_Trecho do documento:_
((

“Podemos estar em
aliança com aqueles que estão se afastando da verdade?” – Eis a questão
levantada por Spurgeon num editorial em 1887.
Como cristãos, somos
chamados a partilhar a nossa fé, mas também nós somos chamados a mantê-la,
lutar por ela: “Tive por necessidade
escrever-vos, e exortar-vos a batalhar pela fé que uma vez foi dada aos santos.”
- Judas 1:3 – Jamais devemos ser “românticos”
de imaginar, de que porque o que pregamos é a clara revelação bíblica, igrejas,
cristãos em geral... dirão que se é o
que a Bíblia mostra, então deve ser a verdade aceita e proclamada. Grande parte
da igreja jamais está disposta a ouvir a verdade contrária ao natural humanismo
secular do coração irregenerado. Há um custo altíssimo em se apegar ao Sola
Scriptura, mesmo que você seja o pregador mais famoso do mundo.
Como o Apóstolo Paulo,
cada crente deve aspirar ao epitáfio, "Combati o bom combate, terminei o
curso, eu guardei a fé."

))

_Tarefa proposta 1:_ No trecho sobre a defesa da fé, em que ano Spurgeon levantou a questão num editorial?
_Tarefa proposta 2:_ Dê seguimento ao texto sobre a defesa da fé cristã a partir da última frase.

(Dados coletados)
((

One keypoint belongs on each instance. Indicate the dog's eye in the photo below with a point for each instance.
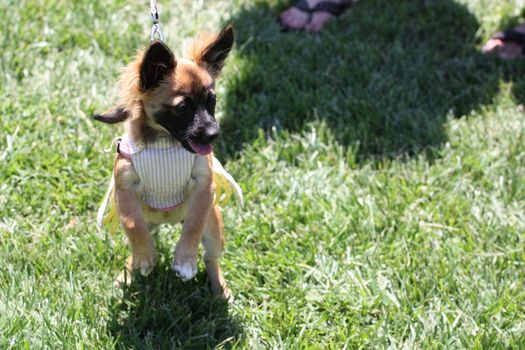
(212, 99)
(182, 106)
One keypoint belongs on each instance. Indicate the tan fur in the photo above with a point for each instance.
(201, 220)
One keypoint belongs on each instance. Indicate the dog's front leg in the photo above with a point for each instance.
(131, 217)
(199, 206)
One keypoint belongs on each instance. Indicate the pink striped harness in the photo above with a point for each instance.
(164, 168)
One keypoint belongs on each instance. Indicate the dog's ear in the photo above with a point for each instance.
(114, 115)
(158, 62)
(212, 52)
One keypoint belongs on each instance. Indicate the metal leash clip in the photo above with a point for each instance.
(155, 29)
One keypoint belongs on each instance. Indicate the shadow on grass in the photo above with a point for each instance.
(384, 77)
(162, 312)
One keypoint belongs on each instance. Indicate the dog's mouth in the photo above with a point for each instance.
(192, 146)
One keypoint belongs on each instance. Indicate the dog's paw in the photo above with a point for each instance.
(144, 263)
(185, 267)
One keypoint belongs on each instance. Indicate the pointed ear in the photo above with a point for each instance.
(114, 115)
(215, 51)
(157, 63)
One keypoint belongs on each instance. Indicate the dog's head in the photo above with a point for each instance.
(162, 94)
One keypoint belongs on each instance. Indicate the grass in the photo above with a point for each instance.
(382, 163)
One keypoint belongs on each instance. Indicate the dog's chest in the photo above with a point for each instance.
(164, 168)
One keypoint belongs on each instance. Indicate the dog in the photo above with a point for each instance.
(165, 171)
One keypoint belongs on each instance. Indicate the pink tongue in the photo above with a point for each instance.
(201, 149)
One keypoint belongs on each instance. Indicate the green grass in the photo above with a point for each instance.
(382, 161)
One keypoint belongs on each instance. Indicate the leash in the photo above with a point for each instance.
(155, 29)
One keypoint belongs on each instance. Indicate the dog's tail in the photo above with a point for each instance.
(225, 184)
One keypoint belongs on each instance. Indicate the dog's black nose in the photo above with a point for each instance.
(210, 133)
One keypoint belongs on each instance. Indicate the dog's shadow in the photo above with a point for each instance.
(162, 312)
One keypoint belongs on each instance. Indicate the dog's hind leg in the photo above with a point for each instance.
(213, 242)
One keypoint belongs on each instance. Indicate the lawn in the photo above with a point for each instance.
(382, 163)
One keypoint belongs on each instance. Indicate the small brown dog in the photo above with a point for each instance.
(164, 169)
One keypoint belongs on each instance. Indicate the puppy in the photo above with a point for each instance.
(164, 169)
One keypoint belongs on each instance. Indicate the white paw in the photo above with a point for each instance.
(186, 268)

))

_Resposta 1:_ Em 1887.

_Resposta 2:_
Talvez ninguém na
história proclamou e melhor guardou a fé do que Charles Spurgeon – (“A apatia está por toda parte. Ninguém se
preocupa em verificar se o que está sendo pregado é verdadeiro ou falso. um
sermão é um sermão, não importa o assunto; só que, quanto mais curto melhor”.) - especialmente como pode ser visto através do
prisma da Controvérsia do Declínio.
O ano era 1887, e
Spurgeon entrou no inverno da sua vida. Por mais de três décadas ele teve a
qualidade singular de ser o pregador mais conhecido do mundo, mas agora muitas
nuvens de tempestade se reuniram no horizonte.
A Controvérsia do
Declínio começou lentamente no início, com três artigos anônimos que aparecem na
edição de março, abril e junho (1887) da Sword & Trowel. Os três artigos (Que mais tarde se revelou ser de autoria do amigo de Spurgeon, Robert Shindler)
alertavam para a derrapagem doutrinária que levava a igreja para um declínio
mortal.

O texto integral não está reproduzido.